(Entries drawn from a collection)
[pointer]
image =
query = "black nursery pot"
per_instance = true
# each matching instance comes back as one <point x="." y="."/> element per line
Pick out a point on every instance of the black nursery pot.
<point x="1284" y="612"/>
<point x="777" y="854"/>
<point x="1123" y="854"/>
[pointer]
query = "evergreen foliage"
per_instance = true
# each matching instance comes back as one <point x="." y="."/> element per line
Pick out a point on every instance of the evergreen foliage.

• EXERCISE OBJECTIVE
Rewrite all the entries above, swapping "Pick out" for "Mark" every time it appears and keeping everything else the same.

• FINAL RESULT
[pointer]
image =
query = "black nursery pot"
per_instance = true
# each matching instance comes back as one <point x="." y="."/> element per line
Mark a point on every instance of the black nursery pot.
<point x="1284" y="612"/>
<point x="777" y="854"/>
<point x="1123" y="854"/>
[pointer]
query = "evergreen foliage"
per_instance = true
# each matching instance comes back as one <point x="." y="."/> element per line
Mark a point on every instance of the evergreen foliage.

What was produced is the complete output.